#### [Set exercise]
Please gather each line of the data below that contains the word "windshield" and copy those lines out.

---- Supplied data

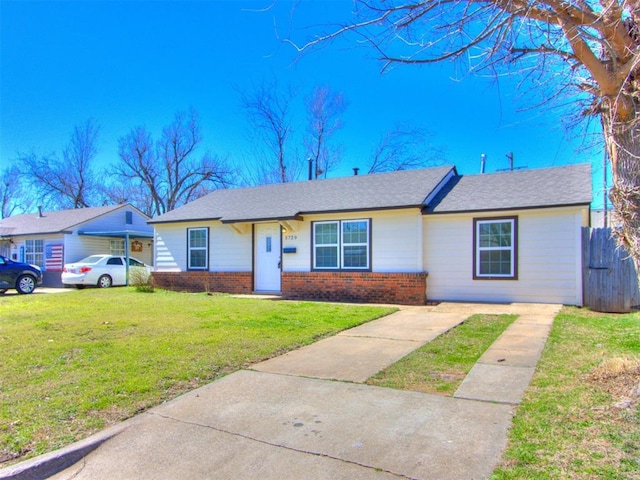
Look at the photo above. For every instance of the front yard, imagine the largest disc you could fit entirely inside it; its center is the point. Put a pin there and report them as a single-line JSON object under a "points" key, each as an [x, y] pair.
{"points": [[77, 362]]}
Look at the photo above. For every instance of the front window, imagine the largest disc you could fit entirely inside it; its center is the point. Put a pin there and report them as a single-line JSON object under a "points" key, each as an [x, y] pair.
{"points": [[341, 245], [34, 252], [198, 248], [495, 252]]}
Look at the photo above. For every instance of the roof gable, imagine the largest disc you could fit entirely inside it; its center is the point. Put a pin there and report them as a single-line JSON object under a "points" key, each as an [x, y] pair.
{"points": [[403, 189], [518, 189]]}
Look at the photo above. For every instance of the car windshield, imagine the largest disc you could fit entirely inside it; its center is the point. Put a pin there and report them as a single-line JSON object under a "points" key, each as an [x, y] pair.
{"points": [[91, 259]]}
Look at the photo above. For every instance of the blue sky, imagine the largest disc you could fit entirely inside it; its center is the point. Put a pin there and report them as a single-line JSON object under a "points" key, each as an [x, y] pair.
{"points": [[130, 63]]}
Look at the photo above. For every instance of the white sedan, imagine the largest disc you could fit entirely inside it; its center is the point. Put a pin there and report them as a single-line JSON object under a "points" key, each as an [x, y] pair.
{"points": [[103, 271]]}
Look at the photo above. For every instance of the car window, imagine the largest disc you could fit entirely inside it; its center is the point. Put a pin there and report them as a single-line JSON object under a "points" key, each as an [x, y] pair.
{"points": [[91, 259]]}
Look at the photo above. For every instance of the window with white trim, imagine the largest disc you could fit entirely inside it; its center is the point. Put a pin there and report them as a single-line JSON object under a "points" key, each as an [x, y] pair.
{"points": [[117, 247], [341, 245], [34, 252], [495, 248], [197, 248]]}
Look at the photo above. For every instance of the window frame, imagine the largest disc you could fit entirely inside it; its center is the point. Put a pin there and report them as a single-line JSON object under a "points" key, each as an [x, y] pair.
{"points": [[191, 249], [120, 248], [513, 248], [34, 251], [340, 246]]}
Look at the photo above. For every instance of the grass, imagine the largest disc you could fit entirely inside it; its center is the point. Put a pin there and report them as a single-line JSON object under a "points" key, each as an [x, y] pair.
{"points": [[579, 419], [77, 362], [441, 365]]}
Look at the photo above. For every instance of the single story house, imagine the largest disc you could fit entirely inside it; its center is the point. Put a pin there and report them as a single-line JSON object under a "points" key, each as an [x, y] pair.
{"points": [[51, 239], [405, 237]]}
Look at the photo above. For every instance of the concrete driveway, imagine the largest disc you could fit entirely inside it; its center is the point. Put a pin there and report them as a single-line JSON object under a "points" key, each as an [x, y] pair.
{"points": [[307, 414]]}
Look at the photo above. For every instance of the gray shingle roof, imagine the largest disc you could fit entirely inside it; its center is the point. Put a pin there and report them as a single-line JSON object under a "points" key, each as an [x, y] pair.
{"points": [[285, 201], [544, 187], [51, 222]]}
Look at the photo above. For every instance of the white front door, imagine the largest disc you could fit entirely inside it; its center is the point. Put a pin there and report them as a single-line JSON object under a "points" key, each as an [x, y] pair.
{"points": [[267, 257]]}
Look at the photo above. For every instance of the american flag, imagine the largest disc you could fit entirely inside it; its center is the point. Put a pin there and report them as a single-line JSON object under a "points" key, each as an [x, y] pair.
{"points": [[53, 258]]}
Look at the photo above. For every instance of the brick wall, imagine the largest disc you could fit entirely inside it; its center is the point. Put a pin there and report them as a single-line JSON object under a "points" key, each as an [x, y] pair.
{"points": [[227, 282], [364, 287]]}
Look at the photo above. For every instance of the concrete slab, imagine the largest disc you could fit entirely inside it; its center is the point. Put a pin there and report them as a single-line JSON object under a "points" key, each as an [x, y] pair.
{"points": [[199, 452], [353, 359], [360, 352], [500, 308], [495, 383], [258, 425]]}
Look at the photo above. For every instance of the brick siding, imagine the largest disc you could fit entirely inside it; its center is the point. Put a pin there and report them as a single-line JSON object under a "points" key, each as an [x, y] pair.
{"points": [[227, 282], [362, 287]]}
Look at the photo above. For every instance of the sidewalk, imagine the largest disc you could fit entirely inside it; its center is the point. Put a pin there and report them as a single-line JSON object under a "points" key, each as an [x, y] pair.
{"points": [[289, 417]]}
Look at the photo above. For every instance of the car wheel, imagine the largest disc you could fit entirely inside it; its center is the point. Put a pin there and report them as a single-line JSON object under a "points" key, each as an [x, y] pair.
{"points": [[25, 284]]}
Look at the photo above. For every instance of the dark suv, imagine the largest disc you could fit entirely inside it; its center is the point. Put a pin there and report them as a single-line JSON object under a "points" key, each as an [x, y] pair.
{"points": [[21, 276]]}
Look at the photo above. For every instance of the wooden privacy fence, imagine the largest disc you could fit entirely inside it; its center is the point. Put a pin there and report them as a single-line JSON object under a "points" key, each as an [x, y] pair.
{"points": [[609, 279]]}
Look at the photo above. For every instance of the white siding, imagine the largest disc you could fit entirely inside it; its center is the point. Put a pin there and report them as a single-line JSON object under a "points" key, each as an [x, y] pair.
{"points": [[116, 221], [79, 246], [548, 258], [229, 251], [395, 240]]}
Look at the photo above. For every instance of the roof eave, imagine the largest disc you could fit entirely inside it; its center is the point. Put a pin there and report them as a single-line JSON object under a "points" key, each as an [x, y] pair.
{"points": [[505, 209]]}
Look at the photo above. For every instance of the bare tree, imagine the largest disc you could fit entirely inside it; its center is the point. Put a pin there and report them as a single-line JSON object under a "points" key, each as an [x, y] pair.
{"points": [[67, 182], [268, 111], [403, 148], [162, 176], [590, 48], [324, 117]]}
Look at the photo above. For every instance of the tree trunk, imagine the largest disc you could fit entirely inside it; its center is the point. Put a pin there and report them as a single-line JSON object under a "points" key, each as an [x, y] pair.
{"points": [[623, 144]]}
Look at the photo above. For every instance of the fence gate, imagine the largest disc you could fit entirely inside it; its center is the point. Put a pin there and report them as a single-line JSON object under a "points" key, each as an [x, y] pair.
{"points": [[610, 283]]}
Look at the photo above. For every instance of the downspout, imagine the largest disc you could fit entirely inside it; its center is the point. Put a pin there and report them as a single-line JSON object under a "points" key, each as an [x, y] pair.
{"points": [[126, 257]]}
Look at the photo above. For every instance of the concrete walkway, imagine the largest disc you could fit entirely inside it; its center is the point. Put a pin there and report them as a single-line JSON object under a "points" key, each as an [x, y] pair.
{"points": [[289, 418]]}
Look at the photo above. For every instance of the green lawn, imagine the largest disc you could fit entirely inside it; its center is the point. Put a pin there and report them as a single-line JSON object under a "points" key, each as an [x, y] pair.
{"points": [[441, 365], [76, 362], [579, 419], [576, 421]]}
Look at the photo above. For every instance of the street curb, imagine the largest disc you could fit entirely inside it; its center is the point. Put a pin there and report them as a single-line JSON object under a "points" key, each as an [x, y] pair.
{"points": [[49, 464]]}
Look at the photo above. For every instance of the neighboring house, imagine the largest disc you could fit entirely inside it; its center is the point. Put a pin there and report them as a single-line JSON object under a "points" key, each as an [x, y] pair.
{"points": [[51, 239], [403, 237]]}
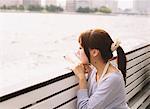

--------

#### [Correct answer]
Look at the photo above. For every instance of the car windshield, imagine the largest disc you could fit entirely inside it; its center is the point. Put a pin there and report them as a single-line JSON object under a "points" key, each as an [x, y] pair.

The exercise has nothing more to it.